Reproduce every line of the following material verbatim, from the first line through the last.

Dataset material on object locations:

────────────────

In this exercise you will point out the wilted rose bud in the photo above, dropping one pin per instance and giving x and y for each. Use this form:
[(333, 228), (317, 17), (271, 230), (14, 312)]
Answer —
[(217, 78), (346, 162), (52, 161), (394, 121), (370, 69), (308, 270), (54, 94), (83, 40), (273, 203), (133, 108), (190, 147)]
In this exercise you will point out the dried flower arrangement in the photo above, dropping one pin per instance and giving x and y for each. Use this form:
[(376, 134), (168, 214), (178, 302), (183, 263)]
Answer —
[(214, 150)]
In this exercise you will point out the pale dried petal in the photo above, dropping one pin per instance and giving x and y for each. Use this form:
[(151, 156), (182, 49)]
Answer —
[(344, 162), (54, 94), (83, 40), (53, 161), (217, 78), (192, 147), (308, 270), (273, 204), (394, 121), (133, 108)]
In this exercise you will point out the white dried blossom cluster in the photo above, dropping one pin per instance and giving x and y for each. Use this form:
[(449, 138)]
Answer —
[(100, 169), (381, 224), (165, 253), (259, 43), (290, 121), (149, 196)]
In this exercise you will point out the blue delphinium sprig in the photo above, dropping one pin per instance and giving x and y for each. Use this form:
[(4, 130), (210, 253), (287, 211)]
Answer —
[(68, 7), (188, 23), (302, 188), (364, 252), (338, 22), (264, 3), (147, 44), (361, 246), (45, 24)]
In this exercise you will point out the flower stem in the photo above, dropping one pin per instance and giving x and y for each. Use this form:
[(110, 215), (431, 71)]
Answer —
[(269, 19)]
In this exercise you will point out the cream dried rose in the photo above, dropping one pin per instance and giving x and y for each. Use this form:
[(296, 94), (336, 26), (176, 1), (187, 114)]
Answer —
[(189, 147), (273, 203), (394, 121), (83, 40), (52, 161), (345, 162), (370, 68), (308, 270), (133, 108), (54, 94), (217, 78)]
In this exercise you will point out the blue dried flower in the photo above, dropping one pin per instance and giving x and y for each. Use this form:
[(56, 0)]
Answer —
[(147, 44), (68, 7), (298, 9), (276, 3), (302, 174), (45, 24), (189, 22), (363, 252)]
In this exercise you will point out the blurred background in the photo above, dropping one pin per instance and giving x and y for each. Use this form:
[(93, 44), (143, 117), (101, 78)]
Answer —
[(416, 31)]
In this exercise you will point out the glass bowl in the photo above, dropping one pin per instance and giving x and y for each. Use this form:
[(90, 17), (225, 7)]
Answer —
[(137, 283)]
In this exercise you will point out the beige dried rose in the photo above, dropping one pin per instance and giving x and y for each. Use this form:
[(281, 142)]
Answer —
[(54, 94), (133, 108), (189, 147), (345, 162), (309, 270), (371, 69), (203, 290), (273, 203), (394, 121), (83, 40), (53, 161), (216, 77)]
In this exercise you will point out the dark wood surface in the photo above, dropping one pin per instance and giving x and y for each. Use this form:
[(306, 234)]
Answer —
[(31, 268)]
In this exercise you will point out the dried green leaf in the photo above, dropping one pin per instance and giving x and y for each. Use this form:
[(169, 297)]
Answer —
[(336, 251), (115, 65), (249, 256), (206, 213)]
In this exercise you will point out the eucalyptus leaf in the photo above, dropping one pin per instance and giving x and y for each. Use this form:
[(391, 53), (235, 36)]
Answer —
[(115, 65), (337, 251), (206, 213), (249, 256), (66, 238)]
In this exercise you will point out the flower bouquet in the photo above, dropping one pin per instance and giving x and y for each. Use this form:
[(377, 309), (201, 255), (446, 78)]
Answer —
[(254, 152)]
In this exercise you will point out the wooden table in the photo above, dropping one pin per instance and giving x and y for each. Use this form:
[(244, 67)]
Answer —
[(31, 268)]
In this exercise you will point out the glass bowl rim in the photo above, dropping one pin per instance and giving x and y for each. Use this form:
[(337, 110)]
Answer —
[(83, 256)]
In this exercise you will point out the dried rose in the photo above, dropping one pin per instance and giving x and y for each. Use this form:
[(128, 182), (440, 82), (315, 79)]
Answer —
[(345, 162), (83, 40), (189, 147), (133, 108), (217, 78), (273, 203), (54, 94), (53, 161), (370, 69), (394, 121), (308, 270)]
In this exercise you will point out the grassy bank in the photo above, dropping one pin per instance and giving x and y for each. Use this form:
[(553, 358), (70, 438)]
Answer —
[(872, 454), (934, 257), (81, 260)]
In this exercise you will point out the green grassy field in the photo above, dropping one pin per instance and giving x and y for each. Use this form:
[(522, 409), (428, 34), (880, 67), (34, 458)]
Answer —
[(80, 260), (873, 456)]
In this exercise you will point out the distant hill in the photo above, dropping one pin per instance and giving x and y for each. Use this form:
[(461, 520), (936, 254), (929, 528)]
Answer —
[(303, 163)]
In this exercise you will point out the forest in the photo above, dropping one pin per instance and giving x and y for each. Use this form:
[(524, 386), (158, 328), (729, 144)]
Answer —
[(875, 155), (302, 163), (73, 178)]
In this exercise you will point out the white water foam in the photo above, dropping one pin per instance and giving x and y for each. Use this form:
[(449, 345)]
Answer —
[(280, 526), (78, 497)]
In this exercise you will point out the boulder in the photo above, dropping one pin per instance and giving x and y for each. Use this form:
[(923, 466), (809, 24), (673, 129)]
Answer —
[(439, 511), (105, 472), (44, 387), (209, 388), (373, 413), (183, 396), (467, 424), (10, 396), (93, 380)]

────────────────

▸ **Complete output**:
In this exercise you will point out the wilted rose bud in the photo above, dropping one pin per instance and giving x and y for each. Use this form:
[(333, 228), (317, 17), (271, 230), (14, 312)]
Answer —
[(217, 78), (346, 162), (52, 161), (394, 121), (370, 69), (308, 270), (54, 94), (83, 40), (273, 203), (133, 108), (190, 147)]
In this exercise you will point out the dried flower arrangement in the photo above, dropping one pin per instance and giving x and y for each. Use this form:
[(376, 134), (168, 214), (178, 302), (183, 263)]
Answer —
[(214, 150)]
In this exercise you will point out the pale dried petal in the photo above, dropping one pin per instance and giving x and y for each. Use this form:
[(151, 156), (182, 49)]
Answer —
[(344, 162), (54, 94), (83, 40), (53, 161), (217, 78), (192, 147), (308, 270), (273, 204), (394, 121), (133, 108)]
In this exercise you will point out the white dried blossom cluster in the photo above, dropping one pin per instance and giving x and y for each. Use this form:
[(449, 138)]
Answer —
[(100, 169), (381, 224), (165, 253), (259, 43), (290, 121), (149, 196)]
In this exercise you will point out the blue delphinium sprig in the photo above, dropping one pin per instance and giving x and y for each. Use this form:
[(4, 130), (210, 253), (287, 211)]
Answer —
[(68, 7), (188, 23), (302, 188), (364, 252), (338, 22), (264, 3), (147, 44), (361, 246), (45, 24)]
In this exercise you will point out the flower stem in the photo above, dropping one pin per instance and giving x and y for each. Use this form:
[(110, 215), (431, 71)]
Answer —
[(269, 19)]
In this exercise you will point out the cream dried rose in the photo above, dropping one pin per instance and giving x and y for each. Use this form:
[(296, 94), (336, 26), (176, 1), (187, 114)]
Answer —
[(189, 147), (273, 203), (394, 121), (83, 40), (52, 161), (345, 162), (370, 68), (308, 270), (133, 108), (54, 94), (217, 78)]
In this exercise you will point out the blue dried flower in the photo above, dropping one pin per instance and giving x and y for each. Use this form:
[(56, 0)]
Answer —
[(147, 44), (68, 7), (298, 9), (276, 3), (302, 174), (45, 24), (189, 22), (363, 252)]
In this exercise you will point out the blurred background in the photo above, dropping one pin per instance and giving x and y for each. Use this form:
[(93, 44), (143, 117), (101, 78)]
Answer —
[(416, 31)]
In this exercise you will point out the glass bowl in the photo above, dropping one pin per instance and giving x and y for each. Use this form:
[(90, 17), (225, 7)]
Answer —
[(137, 283)]
In this exercise you will point out the beige dried rose in the photo above, dropping one pin per instance and giving x and y for each. Use this form:
[(281, 142)]
Answer —
[(54, 94), (133, 108), (189, 147), (345, 162), (309, 270), (371, 69), (203, 290), (273, 203), (394, 121), (83, 40), (53, 161), (216, 77)]
In this exercise you will point out the dark wood surface in the photo above, dropping one pin per instance and giving x and y for each. Use this form:
[(306, 234)]
Answer —
[(31, 268)]
In this exercise you will point out the dried green leaf in the photo above, dropping one pin per instance and giving x and y for each. Use this form:
[(169, 297)]
Answer —
[(336, 251), (115, 65), (249, 256), (206, 213)]
In this exercise you will point out the eucalyptus leaf in the photo above, dropping one pin per instance and giving x and y for each. Use this form:
[(391, 53), (235, 36)]
Answer —
[(115, 65), (337, 251), (206, 213), (249, 256), (66, 238)]
In this exercise you will point out the flower bouquet in the photo above, dropping one pin per instance and giving x and y for each. Use this form:
[(377, 309), (201, 255), (446, 78)]
Answer —
[(254, 152)]
In this exercise you will point out the wooden table in the photo above, dropping one pin per instance and giving x and y for each. Use this form:
[(244, 67)]
Answer —
[(31, 268)]
In this exercise you will point out the glass bowl rim in the photo above, dropping one pin per instance and giving x and y for each. Use this form:
[(337, 110)]
Answer —
[(83, 256)]
In this exercise you will point out the dried rose in the photo above, dropping one pin per instance and giving x and y for each. Use this form:
[(128, 182), (440, 82), (315, 79)]
Answer —
[(345, 162), (83, 40), (189, 147), (133, 108), (217, 78), (273, 203), (54, 94), (53, 161), (370, 69), (394, 121), (308, 270)]
In this exercise you will point out the grassy bank in the photo above, dropping one pin per instance and giving x and y for each. Use this form:
[(553, 358), (70, 438)]
Answer —
[(872, 454), (934, 257), (81, 260)]
In this exercise you will point out the green grassy field in the photo above, dropping one pin per instance and giving x and y for each. Use this form:
[(522, 409), (428, 34), (880, 67), (34, 458)]
Answer —
[(80, 260), (873, 456)]
In this exercise you will point out the distant hill in the photo above, dropping one pin per instance and giving x and y for each. Use this form:
[(461, 520), (936, 254), (929, 528)]
Answer —
[(303, 163)]
In this exercise you will point out the forest in the photo above, dropping one pin per instance and giving x and y for each. Use this form:
[(524, 386), (158, 328), (729, 144)]
Answer —
[(875, 155), (302, 163), (73, 178)]
In this exercise you will point out the white water foam in the photo above, dropping one pin per instance and giving x and y for each. Use this form:
[(449, 345)]
Answer —
[(280, 526), (78, 497)]
In this exercise you will point out the boulder in the photo above, dropping one pin per instance and giving x and y for each. Use this form:
[(923, 466), (809, 24), (673, 129)]
Answer —
[(439, 511), (105, 472), (44, 387), (209, 388), (373, 413), (183, 396), (467, 424), (10, 396), (93, 380)]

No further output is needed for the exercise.